Each line from the one that contains "Task: point at every instance of the woman, one" to the end of the material must be set down exactly, and no line before it.

# # # # # # #

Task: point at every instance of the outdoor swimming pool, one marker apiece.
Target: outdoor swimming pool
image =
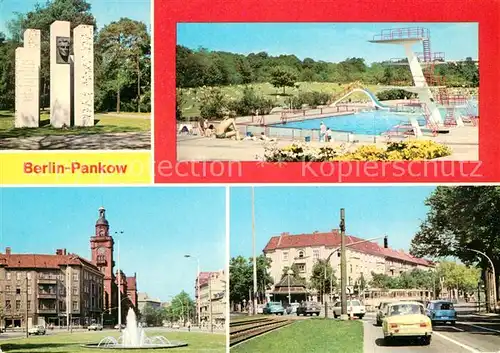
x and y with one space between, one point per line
365 123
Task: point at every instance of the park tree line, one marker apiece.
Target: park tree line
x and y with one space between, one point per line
122 56
181 309
201 67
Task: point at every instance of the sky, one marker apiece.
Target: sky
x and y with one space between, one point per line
369 212
160 225
331 42
105 11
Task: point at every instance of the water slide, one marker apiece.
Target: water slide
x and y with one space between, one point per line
370 95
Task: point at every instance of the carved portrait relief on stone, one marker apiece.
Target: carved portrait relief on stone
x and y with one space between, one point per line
62 50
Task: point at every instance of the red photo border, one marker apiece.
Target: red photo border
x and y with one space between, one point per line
169 13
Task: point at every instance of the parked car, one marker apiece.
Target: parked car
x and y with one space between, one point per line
292 308
354 306
406 320
309 308
95 327
441 311
274 308
37 330
381 312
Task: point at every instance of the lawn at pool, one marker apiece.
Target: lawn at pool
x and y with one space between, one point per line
66 343
311 336
105 123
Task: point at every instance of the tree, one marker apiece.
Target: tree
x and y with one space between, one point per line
150 315
283 77
123 46
459 219
182 307
322 277
458 276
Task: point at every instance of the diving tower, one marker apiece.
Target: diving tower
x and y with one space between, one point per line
409 37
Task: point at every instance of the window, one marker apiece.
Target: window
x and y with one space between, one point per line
285 256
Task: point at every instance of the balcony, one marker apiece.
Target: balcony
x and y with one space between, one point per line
47 310
48 280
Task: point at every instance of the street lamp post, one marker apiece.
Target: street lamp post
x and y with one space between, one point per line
254 256
289 273
198 313
494 277
119 282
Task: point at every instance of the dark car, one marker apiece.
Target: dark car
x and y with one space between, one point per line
441 311
309 308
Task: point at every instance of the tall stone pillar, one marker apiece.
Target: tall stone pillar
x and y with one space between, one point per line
60 82
83 39
27 76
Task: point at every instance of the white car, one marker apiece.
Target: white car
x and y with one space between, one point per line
355 306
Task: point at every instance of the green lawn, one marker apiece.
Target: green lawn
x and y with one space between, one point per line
65 343
191 106
111 122
311 336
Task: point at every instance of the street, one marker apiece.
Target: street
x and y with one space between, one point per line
472 333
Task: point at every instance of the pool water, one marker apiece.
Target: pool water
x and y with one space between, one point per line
365 123
369 123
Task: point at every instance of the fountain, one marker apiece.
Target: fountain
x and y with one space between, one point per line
134 337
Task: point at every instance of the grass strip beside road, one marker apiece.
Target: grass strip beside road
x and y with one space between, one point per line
312 336
104 123
66 342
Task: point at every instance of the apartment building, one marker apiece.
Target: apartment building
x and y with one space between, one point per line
304 250
47 289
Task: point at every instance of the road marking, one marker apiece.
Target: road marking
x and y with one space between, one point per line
480 327
464 346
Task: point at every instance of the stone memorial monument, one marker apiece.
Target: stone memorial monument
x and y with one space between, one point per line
27 88
83 76
60 82
71 77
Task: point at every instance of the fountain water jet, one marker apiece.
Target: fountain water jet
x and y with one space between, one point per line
134 337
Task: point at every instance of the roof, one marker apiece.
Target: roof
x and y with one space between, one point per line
43 261
332 239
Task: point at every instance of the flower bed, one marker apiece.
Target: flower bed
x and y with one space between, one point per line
394 151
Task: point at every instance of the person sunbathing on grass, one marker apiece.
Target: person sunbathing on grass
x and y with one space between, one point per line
227 129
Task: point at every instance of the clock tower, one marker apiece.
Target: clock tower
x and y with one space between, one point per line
101 245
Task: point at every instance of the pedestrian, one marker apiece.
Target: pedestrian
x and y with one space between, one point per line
322 132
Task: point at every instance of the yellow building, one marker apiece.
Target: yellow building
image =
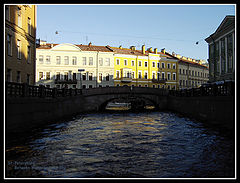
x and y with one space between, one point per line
20 41
144 68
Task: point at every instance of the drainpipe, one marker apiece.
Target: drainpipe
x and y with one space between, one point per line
136 72
97 69
214 61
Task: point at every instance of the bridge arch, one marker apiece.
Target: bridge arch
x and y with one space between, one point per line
103 105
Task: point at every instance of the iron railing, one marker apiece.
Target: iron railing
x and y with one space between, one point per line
225 89
24 90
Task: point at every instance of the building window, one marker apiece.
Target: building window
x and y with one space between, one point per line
18 49
90 60
28 79
133 74
48 59
66 60
169 66
29 25
84 60
58 76
66 76
9 75
154 75
84 77
117 62
145 75
139 63
18 77
145 64
133 62
107 62
100 61
74 76
40 75
107 77
163 65
9 45
174 76
7 12
58 60
169 76
125 62
158 76
139 74
19 17
74 60
223 55
117 74
100 77
163 75
174 66
153 64
29 55
41 59
90 77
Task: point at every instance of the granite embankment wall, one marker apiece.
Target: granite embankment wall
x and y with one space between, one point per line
24 114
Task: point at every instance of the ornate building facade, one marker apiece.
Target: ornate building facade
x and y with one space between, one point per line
20 43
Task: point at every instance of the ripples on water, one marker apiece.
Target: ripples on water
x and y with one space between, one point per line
156 144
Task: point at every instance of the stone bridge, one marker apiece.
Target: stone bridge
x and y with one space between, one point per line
96 99
33 106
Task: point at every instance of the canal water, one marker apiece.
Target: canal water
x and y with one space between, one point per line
123 145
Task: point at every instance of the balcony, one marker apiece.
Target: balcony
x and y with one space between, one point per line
65 81
126 80
159 80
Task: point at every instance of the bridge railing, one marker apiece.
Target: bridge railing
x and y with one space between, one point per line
24 90
225 89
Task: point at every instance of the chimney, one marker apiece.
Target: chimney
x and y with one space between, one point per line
133 48
143 49
163 50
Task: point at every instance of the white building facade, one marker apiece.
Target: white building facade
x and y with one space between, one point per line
58 65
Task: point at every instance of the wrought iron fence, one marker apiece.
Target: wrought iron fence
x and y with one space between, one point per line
225 89
24 90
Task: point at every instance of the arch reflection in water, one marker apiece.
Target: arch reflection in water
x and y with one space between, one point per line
155 144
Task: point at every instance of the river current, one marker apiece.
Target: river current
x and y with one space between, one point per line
123 145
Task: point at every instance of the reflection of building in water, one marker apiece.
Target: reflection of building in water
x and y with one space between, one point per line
20 36
57 65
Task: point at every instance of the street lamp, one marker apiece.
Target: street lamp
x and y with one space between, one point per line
80 70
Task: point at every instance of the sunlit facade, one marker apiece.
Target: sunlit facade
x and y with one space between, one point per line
144 68
20 41
221 46
58 66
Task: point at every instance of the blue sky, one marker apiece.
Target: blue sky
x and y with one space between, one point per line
176 28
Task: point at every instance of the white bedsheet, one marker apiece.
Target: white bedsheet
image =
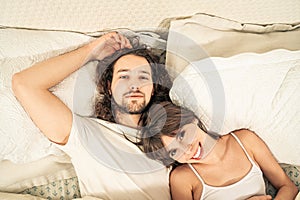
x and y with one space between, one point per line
255 91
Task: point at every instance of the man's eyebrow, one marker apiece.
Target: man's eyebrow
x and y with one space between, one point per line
126 70
122 70
145 72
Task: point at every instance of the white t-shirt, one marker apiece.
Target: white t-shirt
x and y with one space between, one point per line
109 166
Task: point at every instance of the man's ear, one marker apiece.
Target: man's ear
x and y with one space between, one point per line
109 87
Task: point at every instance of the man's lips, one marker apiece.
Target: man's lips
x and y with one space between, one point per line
134 95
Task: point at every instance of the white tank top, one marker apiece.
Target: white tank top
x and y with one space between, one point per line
250 185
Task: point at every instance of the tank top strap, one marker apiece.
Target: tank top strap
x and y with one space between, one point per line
240 143
196 173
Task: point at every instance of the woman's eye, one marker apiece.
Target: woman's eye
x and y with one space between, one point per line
172 153
181 135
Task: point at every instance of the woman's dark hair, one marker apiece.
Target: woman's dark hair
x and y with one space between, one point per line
166 119
161 79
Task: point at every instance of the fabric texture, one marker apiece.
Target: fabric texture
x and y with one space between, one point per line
250 185
102 158
58 190
202 35
254 91
20 49
91 15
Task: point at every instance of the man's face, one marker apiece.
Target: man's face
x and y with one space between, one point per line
132 83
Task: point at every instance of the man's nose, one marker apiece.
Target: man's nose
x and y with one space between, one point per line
134 87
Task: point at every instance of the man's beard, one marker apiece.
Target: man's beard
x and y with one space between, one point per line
130 107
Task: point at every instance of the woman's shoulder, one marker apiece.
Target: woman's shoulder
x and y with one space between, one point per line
248 138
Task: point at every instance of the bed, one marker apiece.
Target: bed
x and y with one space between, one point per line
244 54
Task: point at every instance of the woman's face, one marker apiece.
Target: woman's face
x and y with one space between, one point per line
186 146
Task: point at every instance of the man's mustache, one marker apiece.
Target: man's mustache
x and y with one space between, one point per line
136 92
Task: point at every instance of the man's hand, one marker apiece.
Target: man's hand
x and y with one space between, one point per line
106 45
262 197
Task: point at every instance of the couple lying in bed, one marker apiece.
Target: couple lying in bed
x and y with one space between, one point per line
134 112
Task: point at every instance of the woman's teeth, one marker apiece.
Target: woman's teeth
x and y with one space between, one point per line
197 154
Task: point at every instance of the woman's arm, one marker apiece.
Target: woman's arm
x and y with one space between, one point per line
270 167
181 184
31 85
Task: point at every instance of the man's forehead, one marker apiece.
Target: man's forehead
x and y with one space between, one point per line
132 63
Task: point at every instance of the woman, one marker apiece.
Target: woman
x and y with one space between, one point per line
210 167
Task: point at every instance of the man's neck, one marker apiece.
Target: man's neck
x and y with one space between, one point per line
130 120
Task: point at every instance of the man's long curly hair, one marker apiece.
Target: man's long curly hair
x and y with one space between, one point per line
161 80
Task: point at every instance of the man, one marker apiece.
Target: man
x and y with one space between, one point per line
108 166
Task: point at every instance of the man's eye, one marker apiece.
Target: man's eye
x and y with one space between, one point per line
172 153
144 78
124 77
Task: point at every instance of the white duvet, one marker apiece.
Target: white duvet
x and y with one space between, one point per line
20 140
255 91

# # # # # # #

» **Solution to the exercise**
Task: point at every instance of the woman, one marker apiece.
Target: woman
x and y with one space between, one point per line
210 167
Task: point at every instance of the man's neck, one marker apiece.
Target: man's neck
x and y with one space between, one point per line
130 120
Task: point at every instance of the man's long curly hair, one marker apiece.
Target: man's long curly hair
x and y with one space between, one point per line
161 80
Task: point at every instance of the man, one marker apiece.
Target: man
x and y with one space between, one point per line
108 166
Task: point at every instance of the man's eye, one marker apiece.
Target: man's eye
x and y with one space between, one point per line
172 153
144 78
124 77
Task: point at every instance of the white duvet, one marker apiece.
Target: white duvet
x and y with one space between, one point per line
20 140
255 91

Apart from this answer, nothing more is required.